* **What is expected**:
Beginning with the line containing "Query: raised hand" and ending with the last line of the entries below, copy each line exactly and nothing else.

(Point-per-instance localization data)
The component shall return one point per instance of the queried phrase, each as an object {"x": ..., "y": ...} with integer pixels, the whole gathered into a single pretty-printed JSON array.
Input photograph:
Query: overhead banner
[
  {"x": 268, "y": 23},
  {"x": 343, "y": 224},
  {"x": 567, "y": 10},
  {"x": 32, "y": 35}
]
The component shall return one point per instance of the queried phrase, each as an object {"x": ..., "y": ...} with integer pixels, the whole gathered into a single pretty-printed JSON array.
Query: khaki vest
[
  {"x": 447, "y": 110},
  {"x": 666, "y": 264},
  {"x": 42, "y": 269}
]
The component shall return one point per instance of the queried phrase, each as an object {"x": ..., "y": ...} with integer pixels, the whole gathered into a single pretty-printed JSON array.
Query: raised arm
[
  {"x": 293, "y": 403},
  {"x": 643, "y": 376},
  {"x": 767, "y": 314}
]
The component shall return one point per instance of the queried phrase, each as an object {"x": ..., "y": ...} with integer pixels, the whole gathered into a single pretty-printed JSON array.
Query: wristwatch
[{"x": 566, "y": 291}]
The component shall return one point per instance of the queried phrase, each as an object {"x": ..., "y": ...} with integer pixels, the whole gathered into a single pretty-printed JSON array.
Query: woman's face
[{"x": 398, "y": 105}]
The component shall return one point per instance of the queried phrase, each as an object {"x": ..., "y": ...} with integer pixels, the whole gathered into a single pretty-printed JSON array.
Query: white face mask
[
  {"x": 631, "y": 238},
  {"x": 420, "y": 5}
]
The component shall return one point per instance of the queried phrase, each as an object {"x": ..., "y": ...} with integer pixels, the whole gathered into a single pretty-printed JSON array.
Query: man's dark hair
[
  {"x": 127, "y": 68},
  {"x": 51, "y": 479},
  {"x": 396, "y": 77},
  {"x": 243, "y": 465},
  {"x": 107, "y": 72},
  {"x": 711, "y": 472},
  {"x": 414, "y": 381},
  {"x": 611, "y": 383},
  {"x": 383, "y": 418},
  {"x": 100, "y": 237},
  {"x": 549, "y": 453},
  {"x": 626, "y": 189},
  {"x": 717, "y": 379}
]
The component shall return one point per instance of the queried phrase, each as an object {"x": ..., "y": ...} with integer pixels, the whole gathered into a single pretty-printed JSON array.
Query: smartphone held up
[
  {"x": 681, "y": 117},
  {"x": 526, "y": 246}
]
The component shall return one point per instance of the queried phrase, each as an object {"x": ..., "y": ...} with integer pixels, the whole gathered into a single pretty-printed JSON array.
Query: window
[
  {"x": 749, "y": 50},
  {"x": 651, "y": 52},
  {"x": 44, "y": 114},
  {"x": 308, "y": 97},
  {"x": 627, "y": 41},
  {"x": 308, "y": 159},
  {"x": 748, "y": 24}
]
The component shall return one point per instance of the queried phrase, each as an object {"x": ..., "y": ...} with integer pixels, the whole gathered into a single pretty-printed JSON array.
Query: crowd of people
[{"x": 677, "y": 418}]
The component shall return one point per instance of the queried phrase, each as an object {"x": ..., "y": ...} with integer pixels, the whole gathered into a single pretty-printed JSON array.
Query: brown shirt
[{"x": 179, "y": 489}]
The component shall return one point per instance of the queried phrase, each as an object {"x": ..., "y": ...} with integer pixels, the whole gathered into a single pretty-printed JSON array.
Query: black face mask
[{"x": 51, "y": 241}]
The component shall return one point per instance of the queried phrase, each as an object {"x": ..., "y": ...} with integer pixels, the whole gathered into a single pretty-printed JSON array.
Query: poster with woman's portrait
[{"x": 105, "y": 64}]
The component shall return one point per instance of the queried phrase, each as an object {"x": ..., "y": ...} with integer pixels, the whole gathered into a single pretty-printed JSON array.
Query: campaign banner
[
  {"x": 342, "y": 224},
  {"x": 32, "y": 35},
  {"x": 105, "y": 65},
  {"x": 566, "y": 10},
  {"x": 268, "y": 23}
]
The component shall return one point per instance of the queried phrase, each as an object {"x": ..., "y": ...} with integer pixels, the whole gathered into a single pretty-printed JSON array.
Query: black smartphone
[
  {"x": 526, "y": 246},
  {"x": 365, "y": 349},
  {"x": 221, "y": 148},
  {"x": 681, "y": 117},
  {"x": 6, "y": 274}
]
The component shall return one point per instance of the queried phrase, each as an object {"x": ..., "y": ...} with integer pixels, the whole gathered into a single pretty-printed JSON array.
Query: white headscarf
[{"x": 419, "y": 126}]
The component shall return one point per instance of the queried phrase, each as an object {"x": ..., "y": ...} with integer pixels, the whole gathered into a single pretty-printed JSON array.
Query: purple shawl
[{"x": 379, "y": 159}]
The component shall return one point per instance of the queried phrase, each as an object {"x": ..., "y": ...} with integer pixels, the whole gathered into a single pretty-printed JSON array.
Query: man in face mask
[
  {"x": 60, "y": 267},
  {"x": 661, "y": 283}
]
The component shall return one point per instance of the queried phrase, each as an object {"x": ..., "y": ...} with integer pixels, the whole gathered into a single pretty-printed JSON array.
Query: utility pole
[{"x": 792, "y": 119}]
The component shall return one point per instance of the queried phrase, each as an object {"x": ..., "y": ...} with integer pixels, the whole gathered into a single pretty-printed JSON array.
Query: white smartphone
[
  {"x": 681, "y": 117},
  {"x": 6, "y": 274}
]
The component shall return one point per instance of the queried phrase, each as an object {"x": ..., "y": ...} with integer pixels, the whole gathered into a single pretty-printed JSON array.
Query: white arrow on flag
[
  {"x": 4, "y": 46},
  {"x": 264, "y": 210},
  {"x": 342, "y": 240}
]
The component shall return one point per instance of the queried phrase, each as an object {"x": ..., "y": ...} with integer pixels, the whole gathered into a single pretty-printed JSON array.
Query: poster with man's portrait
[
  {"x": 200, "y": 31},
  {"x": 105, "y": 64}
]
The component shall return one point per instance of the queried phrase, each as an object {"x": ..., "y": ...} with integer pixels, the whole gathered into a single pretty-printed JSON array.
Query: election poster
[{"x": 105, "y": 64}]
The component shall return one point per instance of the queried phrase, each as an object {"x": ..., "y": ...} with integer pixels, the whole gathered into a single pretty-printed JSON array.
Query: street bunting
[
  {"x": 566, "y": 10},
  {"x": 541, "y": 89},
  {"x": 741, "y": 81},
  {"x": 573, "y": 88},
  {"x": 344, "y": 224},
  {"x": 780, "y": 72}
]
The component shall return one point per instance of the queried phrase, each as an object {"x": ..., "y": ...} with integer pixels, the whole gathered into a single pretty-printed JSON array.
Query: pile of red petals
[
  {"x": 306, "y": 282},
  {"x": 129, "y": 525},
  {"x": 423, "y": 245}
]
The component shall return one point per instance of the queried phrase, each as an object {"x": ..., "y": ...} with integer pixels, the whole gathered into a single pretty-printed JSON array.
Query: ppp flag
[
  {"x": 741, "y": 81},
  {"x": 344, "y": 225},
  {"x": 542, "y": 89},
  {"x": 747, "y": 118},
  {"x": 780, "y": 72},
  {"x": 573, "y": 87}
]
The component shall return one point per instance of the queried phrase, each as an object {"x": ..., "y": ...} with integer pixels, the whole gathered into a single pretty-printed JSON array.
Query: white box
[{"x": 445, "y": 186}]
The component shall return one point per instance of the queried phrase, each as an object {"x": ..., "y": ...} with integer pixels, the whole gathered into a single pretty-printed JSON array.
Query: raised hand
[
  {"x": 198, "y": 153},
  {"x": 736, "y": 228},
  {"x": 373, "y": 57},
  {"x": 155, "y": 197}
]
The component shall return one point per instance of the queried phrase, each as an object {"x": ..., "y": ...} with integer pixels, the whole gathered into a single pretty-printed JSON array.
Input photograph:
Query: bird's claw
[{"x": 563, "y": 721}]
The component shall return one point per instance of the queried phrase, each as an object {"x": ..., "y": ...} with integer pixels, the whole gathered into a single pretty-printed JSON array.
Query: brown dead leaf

* **Output of the task**:
Query: raised hand
[
  {"x": 198, "y": 153},
  {"x": 736, "y": 228},
  {"x": 373, "y": 57},
  {"x": 155, "y": 197}
]
The component shall return one point per instance of the queried phrase, each as an object {"x": ..., "y": ...} with integer pixels, the whole gathered into a single pretty-printed JSON array.
Input photograph:
Query: bird's claw
[{"x": 563, "y": 721}]
The component shall return one point per instance of the queried phrase, each as an object {"x": ..., "y": ...} with integer pixels, the whole gathered into a single pretty-printed JSON array.
Query: brown dead leaf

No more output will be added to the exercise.